# What to work on
Extend the passage on Tai Chi and Parkinson's disease, starting after its last sentence.

# Exercise passage
= Beginning of Section =
They found that Tai Chi practice produced significant improvements in motor functions, balance, Timed-Up-and-Go (getting up from chair, walking 3 meters, and sitting back down), walking speed, and falls. Tai Chi practice was also found to significantly improve the psychological state of the patients with significantly lower levels of depression and increases in quality of life. Hence, Tai Chi practice produced important improvements in the motor ability and psychological state of patients with Parkinson’s Disease.


These findings are significant and important suggesting that Tai Chi practice is a safe and effective treatment for the symptoms of Parkinson’s Disease. Tai Chi and Qigong are ancient mindfulness practices involving slow prescribed movements. They are gentle and completely safe, can be used with the elderly and sickly, is inexpensive to administer, can be performed in groups or alone, at home or in a facility or even public park, and can be quickly learned. In addition, it can also be practiced in social groups without professional supervision. This can make it fun, improving the likelihood of long-term engagement in the practice.


So, improve Parkinson’s Disease symptoms with Tai Chi.


There are many obvious reasons everyone with Parkinson’s should be doing Tai Chi, but it’s the ones that are not yet obvious that may be the most intriguing. One obvious reason is that Tai Chi is the most powerful balance and coordination enhancing exercise known. In many studies at major universities Tai Chi was found to be TWICE as effective in reducing falls as the other balance enhancing exercises being studied.” – Sherri Woodbridge


CMCS – Center for Mindfulness and Contemplative Studies


This and other Contemplative Studies posts are also available on Google+ and on Twitter @MindfulResearch


Study Summary


Song, R., Grabowska, W., Park, M., Osypiuk, K., Vergara, G., Bonato, P., … Wayne, P. (2017). The impact of Tai Chi and Qigong mind-body exercises on motor and non-motor function and quality of life in Parkinson’s disease: A systematic review and meta-analysis. Parkinsonism & Related Disorders, 41, 3–13.



  • Tai Chi/Qigong is a mind-body intervention that has the potential to address motor and non-motor symptoms associated with Parkinson’s disease.
= End of Section =
# Exercise data
= Beginning of Section =
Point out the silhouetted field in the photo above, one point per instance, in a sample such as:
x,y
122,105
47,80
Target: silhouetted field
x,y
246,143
= End of Section =
# Answer box
  • Mixed results for motor outcomes have been reported, while even less attention has been devoted to systematically evaluating the effects of Tai Chi/Qigong on non-motor outcomes.
  • Our meta-analyses indicate clinically relevant effect sizes in favor of Tai Chi/Qigong for motor function, balance, and quality of life, and significant effect sizes persisted even when comparisons were limited to active controls.



To systematically evaluate and quantify the effects of Tai Chi/Qigong (TCQ) on motor (UPDRS III, balance, falls, Timed-Up-and-Go, and 6-Minute Walk) and non-motor (depression and cognition) function, and quality of life (QOL) in patients with Parkinson’s disease (PD).


A systematic search on 7 electronic databases targeted clinical studies evaluating TCQ for individuals with PD published through August 2016. Meta-analysis was used to estimate effect sizes (Hedge’s g) and publication bias for randomized controlled trials (RCTs). Methodological bias in RCTs was assessed by two raters.


Our search identified 21 studies, 15 of which were RCTs with a total of 755 subjects. For RCTs, comparison groups included no treatment (n=7, 47%) and active interventions (n=8, 53%). Duration of TCQ ranged from 2 to 6 months. Methodological bias was low in 6 studies, moderate in 7, and high in 2. Fixed-effect models showed that TCQ was associated with significant improvement on most motor outcomes (UPDRS III [ES=-0.444, p<.001], balance [ES=0.544, p<.001], Timed-Up-and-Go [ES=−0.341, p=.005], 6MW [ES=−0.293, p=.06]), falls [ES=−.403, p=.004], as well as depression [ES=−0.457, p=.008] and QOL [ES=−0.393, p<.001], but not cognition [ES= −0.225, p=.477]). I2 indicated limited heterogeneity. Funnel plots suggested some degree of publication bias.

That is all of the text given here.